■ **Entries supplied**:
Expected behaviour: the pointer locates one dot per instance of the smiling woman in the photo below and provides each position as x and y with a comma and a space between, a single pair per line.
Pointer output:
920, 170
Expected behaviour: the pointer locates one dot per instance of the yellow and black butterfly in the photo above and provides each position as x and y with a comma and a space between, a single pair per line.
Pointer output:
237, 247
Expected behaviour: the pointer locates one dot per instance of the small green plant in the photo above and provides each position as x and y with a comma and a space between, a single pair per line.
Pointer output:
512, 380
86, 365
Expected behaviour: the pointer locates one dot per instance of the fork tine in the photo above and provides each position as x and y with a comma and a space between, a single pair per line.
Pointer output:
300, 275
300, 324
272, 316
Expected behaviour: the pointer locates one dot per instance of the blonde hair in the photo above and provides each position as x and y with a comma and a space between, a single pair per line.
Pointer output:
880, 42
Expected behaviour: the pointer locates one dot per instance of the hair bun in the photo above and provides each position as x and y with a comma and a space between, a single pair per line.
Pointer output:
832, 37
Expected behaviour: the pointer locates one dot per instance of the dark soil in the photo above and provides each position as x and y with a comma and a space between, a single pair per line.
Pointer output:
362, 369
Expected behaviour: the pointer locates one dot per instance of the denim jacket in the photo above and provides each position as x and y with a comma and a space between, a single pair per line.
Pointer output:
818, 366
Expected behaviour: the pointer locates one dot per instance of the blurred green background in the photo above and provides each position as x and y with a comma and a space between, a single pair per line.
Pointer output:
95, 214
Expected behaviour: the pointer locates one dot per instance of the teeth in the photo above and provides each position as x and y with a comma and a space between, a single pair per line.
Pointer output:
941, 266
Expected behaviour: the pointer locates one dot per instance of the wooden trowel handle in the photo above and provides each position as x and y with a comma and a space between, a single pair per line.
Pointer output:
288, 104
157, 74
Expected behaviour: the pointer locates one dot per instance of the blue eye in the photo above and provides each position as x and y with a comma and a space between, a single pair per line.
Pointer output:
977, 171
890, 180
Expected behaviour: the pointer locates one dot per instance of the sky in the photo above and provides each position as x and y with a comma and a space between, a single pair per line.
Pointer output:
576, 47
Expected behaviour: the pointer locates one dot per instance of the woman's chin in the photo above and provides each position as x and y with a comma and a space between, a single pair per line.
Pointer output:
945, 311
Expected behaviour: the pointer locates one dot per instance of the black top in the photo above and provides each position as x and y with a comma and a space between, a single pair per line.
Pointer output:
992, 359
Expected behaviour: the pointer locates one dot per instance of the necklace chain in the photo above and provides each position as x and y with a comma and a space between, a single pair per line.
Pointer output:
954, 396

■ **Task to complete**: Copy the data from the line holding "of the necklace" through the end of the data, both ends included, and keep every line. Multiply each x and y coordinate in the answers by 0.35, rounding to whole numbers with halves going up, and leave all other text unchanged.

■ **Full response**:
Expected behaviour: the pointer locates one dot per instance of the necklace chain in the photo above and provides each position as x and y with a comma and a space between, a single pair per line.
Pointer output:
334, 139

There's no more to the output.